(Records excerpted from a collection)

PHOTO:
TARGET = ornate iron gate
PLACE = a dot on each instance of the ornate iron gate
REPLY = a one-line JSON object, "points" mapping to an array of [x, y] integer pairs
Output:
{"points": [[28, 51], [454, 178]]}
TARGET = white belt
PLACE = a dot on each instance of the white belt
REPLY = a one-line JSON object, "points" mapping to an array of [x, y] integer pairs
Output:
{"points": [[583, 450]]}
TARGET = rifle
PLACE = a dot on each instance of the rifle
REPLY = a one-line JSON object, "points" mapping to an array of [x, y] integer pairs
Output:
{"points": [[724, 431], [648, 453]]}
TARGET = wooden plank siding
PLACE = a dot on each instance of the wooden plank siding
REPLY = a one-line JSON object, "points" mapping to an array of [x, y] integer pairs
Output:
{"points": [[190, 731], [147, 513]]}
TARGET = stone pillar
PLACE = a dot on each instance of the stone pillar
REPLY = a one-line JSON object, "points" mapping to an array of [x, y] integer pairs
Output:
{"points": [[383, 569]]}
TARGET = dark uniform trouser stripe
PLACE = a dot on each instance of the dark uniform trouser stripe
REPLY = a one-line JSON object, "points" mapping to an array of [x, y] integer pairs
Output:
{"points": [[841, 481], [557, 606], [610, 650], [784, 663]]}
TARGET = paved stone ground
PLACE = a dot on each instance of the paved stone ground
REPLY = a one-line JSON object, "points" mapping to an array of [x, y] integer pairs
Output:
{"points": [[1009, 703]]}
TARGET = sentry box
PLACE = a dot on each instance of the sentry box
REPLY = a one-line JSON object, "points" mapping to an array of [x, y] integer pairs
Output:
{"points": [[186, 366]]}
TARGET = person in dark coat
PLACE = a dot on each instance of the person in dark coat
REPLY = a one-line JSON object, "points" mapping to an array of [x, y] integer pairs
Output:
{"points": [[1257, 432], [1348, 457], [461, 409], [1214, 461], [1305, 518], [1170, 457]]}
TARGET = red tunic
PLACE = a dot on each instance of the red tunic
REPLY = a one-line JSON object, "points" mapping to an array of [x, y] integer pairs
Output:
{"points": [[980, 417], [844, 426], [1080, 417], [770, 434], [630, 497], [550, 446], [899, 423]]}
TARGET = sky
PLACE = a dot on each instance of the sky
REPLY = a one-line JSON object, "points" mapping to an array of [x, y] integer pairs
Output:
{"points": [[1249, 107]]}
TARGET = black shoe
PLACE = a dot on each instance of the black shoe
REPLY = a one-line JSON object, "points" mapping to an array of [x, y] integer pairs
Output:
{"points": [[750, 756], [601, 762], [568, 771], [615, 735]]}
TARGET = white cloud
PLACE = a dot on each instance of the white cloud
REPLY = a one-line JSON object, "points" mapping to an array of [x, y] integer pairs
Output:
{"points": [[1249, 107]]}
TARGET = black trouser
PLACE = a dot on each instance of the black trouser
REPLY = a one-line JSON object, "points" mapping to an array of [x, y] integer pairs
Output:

SHORT TASK: The records above should be returned exactly.

EXERCISE RESULT:
PHOTO:
TARGET = ornate iron gate
PLACE = a dot on each instance of the ornate iron gate
REPLY = a one-line JSON object, "points" mapping to an array of [x, y] integer pairs
Output:
{"points": [[28, 51], [454, 178]]}
TARGET = white belt
PLACE = a dot on each instance of the white belt
REPLY = a one-line JSON object, "points" mapping to an array of [x, y] integer pairs
Output:
{"points": [[583, 450]]}
TARGET = rifle
PLACE = a dot on each instance of the rifle
REPLY = a one-line JSON object, "points" mapping to an array of [x, y] integer pairs
Output:
{"points": [[724, 431], [648, 453]]}
TARGET = wooden plank siding
PLACE = a dot on each instance of the wooden plank siding
REPLY = a one-line JSON object, "points" mapping to an array of [x, y] integer pairs
Output:
{"points": [[190, 731], [147, 513]]}
TARGET = stone pillar
PLACE = a dot on each instance of the stone pillar
REPLY = a one-line JSON object, "points" mapping to an array of [x, y] integer pairs
Output:
{"points": [[383, 569]]}
TARGET = dark uniform trouser stripe
PLACE = a dot on each instance of the dark uniform trouser stripe
REPLY = a one-line JSON object, "points" mapping to an array of [x, y] integer pairs
Output:
{"points": [[841, 481], [557, 606], [610, 650], [784, 663]]}
TARGET = paved stone ground
PLACE = a dot on each instance of the paved stone ground
REPLY = a one-line JSON object, "points" mapping to an array of [x, y] integer pairs
Output:
{"points": [[1009, 703]]}
TARGET = sentry box
PLACE = a dot on each instance of the sentry box
REPLY = a one-line JSON object, "points" mapping to an array of [x, y] integer pairs
Output:
{"points": [[186, 366]]}
TARGET = person in dark coat
PLACE = a dot on each instance of the person in dark coat
REPLY = a one-line JSON object, "points" mapping to an array of [x, y] integer pairs
Output:
{"points": [[1257, 432], [1348, 457], [461, 409], [1214, 461], [1305, 518], [1170, 457]]}
TARGET = red tunic
PLACE = a dot on each instance of the red tunic
REPLY = a one-line JSON object, "points" mapping to an array of [x, y] integer pairs
Output:
{"points": [[980, 417], [844, 426], [1080, 417], [770, 434], [630, 497], [550, 446], [899, 423]]}
TARGET = sky
PLACE = a dot on each instance of the sky
REPLY = a one-line JSON object, "points" mapping to an array of [x, y] integer pairs
Output:
{"points": [[1249, 107]]}
TARGET = black shoe
PLACE = a dot on each instance of the black shoe
REPLY = a one-line JSON object, "points" mapping to an array of [x, y] integer pairs
Output:
{"points": [[750, 756], [601, 762], [568, 771], [615, 735]]}
TARGET = white cloud
PLACE = a dot on each instance of the white cloud
REPLY = a one-line JSON object, "points" mapping to an array of [x, y] integer pairs
Output:
{"points": [[1249, 107]]}
TARGET = black trouser
PLACE = a dot on each instance of the black trouser
REPLY = a one-line JSON object, "points" mapping to an array of [x, y] integer pairs
Output:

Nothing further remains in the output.